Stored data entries
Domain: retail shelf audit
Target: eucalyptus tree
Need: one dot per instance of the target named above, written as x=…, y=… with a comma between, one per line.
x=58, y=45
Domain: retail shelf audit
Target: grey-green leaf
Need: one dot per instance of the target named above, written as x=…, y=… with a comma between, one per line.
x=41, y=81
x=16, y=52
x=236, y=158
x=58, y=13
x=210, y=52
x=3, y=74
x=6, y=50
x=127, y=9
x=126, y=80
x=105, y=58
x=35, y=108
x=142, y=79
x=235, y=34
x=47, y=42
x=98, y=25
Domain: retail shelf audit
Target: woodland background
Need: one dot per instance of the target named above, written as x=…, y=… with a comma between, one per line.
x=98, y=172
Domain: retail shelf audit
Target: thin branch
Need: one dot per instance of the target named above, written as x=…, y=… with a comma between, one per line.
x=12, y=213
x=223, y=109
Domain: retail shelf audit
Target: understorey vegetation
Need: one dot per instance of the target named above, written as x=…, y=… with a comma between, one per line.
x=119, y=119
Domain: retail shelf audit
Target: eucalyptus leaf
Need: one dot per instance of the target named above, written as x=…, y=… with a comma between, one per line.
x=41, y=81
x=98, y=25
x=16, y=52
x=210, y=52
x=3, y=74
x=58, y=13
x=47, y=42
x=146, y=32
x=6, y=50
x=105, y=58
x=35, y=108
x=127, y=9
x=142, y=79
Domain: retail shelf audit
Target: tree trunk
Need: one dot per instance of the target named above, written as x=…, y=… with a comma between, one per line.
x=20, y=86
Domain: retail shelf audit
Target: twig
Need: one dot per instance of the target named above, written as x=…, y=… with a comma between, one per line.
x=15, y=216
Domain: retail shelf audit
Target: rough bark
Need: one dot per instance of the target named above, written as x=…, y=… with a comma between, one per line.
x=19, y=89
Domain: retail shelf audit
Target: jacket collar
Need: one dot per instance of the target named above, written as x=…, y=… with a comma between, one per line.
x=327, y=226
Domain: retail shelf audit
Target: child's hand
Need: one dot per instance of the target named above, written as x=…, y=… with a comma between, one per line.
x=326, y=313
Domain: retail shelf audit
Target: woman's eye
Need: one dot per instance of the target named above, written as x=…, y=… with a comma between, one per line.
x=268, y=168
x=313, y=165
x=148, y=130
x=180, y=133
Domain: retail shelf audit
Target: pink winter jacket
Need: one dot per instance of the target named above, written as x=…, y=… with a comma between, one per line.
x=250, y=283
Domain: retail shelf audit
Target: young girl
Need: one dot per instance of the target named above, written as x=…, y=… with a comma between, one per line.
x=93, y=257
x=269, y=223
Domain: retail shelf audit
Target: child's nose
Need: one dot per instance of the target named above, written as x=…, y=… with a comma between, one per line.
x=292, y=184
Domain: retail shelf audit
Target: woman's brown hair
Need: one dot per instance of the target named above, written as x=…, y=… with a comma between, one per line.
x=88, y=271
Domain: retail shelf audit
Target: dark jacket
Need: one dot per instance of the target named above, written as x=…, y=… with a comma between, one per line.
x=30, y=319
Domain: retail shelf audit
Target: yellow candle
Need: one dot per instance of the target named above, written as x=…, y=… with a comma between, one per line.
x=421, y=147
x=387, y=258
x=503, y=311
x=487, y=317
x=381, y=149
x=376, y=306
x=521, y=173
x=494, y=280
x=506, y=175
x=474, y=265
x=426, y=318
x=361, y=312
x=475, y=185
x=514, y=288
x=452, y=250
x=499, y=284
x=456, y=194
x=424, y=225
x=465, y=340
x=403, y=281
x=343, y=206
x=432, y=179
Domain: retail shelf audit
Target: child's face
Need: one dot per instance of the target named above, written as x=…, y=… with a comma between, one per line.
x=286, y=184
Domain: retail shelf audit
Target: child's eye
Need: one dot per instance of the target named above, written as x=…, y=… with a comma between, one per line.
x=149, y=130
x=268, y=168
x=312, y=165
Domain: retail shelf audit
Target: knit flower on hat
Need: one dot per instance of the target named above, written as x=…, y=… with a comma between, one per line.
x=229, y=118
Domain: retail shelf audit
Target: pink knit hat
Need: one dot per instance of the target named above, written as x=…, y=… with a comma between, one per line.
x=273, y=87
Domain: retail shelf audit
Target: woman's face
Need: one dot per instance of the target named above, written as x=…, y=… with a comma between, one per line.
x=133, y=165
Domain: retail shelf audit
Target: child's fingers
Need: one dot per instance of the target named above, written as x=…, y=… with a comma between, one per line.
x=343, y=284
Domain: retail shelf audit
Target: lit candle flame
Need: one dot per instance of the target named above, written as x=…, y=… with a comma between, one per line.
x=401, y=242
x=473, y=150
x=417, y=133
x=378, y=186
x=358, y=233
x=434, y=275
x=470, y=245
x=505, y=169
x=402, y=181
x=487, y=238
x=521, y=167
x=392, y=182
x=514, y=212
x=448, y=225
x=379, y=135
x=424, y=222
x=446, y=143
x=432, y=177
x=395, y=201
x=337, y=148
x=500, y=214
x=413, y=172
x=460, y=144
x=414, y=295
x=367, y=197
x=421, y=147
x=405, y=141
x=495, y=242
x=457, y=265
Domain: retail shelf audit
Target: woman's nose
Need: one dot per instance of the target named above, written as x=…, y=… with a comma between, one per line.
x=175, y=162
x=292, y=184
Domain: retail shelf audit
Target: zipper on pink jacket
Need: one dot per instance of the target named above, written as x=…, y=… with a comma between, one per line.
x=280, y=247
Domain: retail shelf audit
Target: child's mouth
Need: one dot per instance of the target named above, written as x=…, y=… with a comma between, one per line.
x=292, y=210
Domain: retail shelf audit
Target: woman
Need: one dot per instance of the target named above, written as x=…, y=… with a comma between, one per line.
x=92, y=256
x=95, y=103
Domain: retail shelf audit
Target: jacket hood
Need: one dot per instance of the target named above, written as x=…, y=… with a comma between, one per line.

▶ **EXERCISE DESCRIPTION**: Your answer should be the full set of records above, restated exactly.

▶ **OUTPUT OF THE TASK**:
Domain: retail shelf audit
Target: eucalyptus tree
Need: one dot per instance of the target named above, written as x=…, y=… with a comma between, one per line.
x=58, y=45
Domain: retail shelf audit
Target: grey-green leaf
Need: one dot per instance of the target named above, written as x=…, y=… with a comma between, one per line.
x=41, y=81
x=16, y=52
x=236, y=158
x=58, y=13
x=210, y=52
x=3, y=74
x=6, y=50
x=127, y=9
x=126, y=80
x=105, y=58
x=35, y=108
x=142, y=79
x=235, y=34
x=47, y=42
x=98, y=25
Domain: retail shelf audit
Target: woodland background
Need: one dot per instance of the target named above, written as x=…, y=… with a comma between, one per line.
x=98, y=172
Domain: retail shelf audit
Target: thin branch
Need: one dot per instance of the target named above, written as x=…, y=… with a comma between, one per line.
x=12, y=213
x=223, y=109
Domain: retail shelf audit
Target: understorey vegetation
Need: one dot per instance of the target named above, written as x=…, y=… with a comma between, one per line.
x=119, y=119
Domain: retail shelf audit
Target: eucalyptus leaf
Need: one dot per instance of the target named above, written as x=…, y=… with a comma between, one per line.
x=41, y=81
x=98, y=25
x=16, y=52
x=210, y=52
x=3, y=74
x=58, y=13
x=47, y=42
x=146, y=32
x=6, y=50
x=105, y=58
x=35, y=108
x=127, y=9
x=142, y=79
Domain: retail shelf audit
Target: tree trunk
Need: one dot per instance of the target named above, written as x=…, y=… with a comma between, one per line.
x=20, y=86
Domain: retail shelf audit
Target: twig
Need: one dot per instance of the target named above, written as x=…, y=… with a comma between, one per line.
x=15, y=216
Domain: retail shelf audit
Target: rough bark
Need: one dot per instance of the target named above, written as x=…, y=… with a comma between, one per line.
x=19, y=89
Domain: retail shelf audit
Target: jacket collar
Need: one dot per instance of the target named above, written as x=…, y=… with a comma between, one per line.
x=327, y=226
Domain: retail shelf audit
Target: child's hand
Need: one dot per instance of the target named above, written as x=…, y=… with a comma between, one per line.
x=326, y=313
Domain: retail shelf audit
Target: woman's eye
Need: one dot per instance of the target named above, written as x=…, y=… with a comma between, one per line.
x=268, y=168
x=313, y=165
x=148, y=130
x=180, y=133
Domain: retail shelf audit
Target: pink winter jacket
Need: one dot per instance of the target named above, written as x=…, y=… with a comma between, one per line.
x=250, y=283
Domain: retail shelf audit
Target: young girl
Need: one dot per instance of the target named above, written as x=…, y=… with a comma between, one per line.
x=93, y=257
x=269, y=223
Domain: retail shelf audit
Target: child's nose
Need: one dot per instance of the target named above, written as x=…, y=… with a comma between, one per line.
x=292, y=184
Domain: retail shelf audit
Target: woman's brown hair
Need: one dot per instance of the target named above, written as x=…, y=… with a comma between, one per line.
x=88, y=271
Domain: retail shelf audit
Target: dark jacket
Need: one dot per instance of the target named above, written as x=…, y=… with a comma between, one per line.
x=30, y=319
Domain: retail shelf audit
Target: yellow candle
Need: one dot per instance of the target named above, written as x=…, y=… with a comma between, one per line.
x=421, y=147
x=387, y=258
x=503, y=311
x=487, y=317
x=381, y=149
x=376, y=306
x=521, y=173
x=494, y=280
x=506, y=175
x=474, y=265
x=426, y=318
x=361, y=312
x=475, y=185
x=514, y=288
x=452, y=250
x=499, y=284
x=456, y=194
x=424, y=225
x=465, y=340
x=403, y=281
x=343, y=206
x=432, y=179
Domain: retail shelf audit
Target: child's face
Need: one dot per instance of the target named above, written as x=…, y=… with a comma between, one per line.
x=286, y=184
Domain: retail shelf audit
Target: child's eye
Need: one dot per instance of the target named above, written as x=…, y=… with a comma between, one per line.
x=149, y=130
x=268, y=168
x=312, y=165
Domain: retail shelf audit
Target: knit flower on hat
Need: one dot per instance of the target named above, written as x=…, y=… with a comma between, one per line.
x=229, y=118
Domain: retail shelf audit
Target: pink knit hat
Need: one dot per instance of the target named above, written as x=…, y=… with a comma between, one per line.
x=273, y=87
Domain: retail shelf audit
Target: woman's face
Need: one dot per instance of the target named above, written as x=…, y=… with a comma between, one per line.
x=133, y=165
Domain: retail shelf audit
Target: child's fingers
Need: one dot per instance of the target named above, written as x=…, y=… with a comma between, one per line.
x=343, y=284
Domain: retail shelf audit
Target: lit candle flame
Need: one dot per instance of the target named above, written as x=…, y=… with a comma between, one per line.
x=401, y=242
x=473, y=150
x=417, y=133
x=378, y=186
x=358, y=233
x=434, y=275
x=470, y=245
x=505, y=169
x=402, y=181
x=487, y=238
x=521, y=167
x=392, y=182
x=514, y=212
x=448, y=225
x=379, y=135
x=424, y=222
x=446, y=143
x=432, y=177
x=395, y=201
x=337, y=148
x=500, y=214
x=413, y=172
x=460, y=144
x=414, y=295
x=367, y=197
x=421, y=147
x=405, y=141
x=495, y=242
x=457, y=265
Domain: retail shelf audit
Target: woman's nose
Need: one dot per instance of the target named above, written as x=…, y=… with a comma between, one per line.
x=175, y=162
x=292, y=184
Domain: retail shelf audit
Target: zipper on pink jacket
Need: one dot per instance of the target named above, written as x=…, y=… with a comma between, one per line.
x=280, y=247
Domain: retail shelf audit
Target: child's mouth
Need: one dot per instance of the target named above, written as x=…, y=… with a comma between, one per line.
x=292, y=210
Domain: retail shelf audit
Target: woman
Need: one dot per instance of the target named above, written as x=…, y=… with a comma between, one per line.
x=92, y=256
x=95, y=103
Domain: retail shelf audit
Target: jacket hood
Need: one dot per instance of the target named above, written as x=…, y=… with a comma between, one per line.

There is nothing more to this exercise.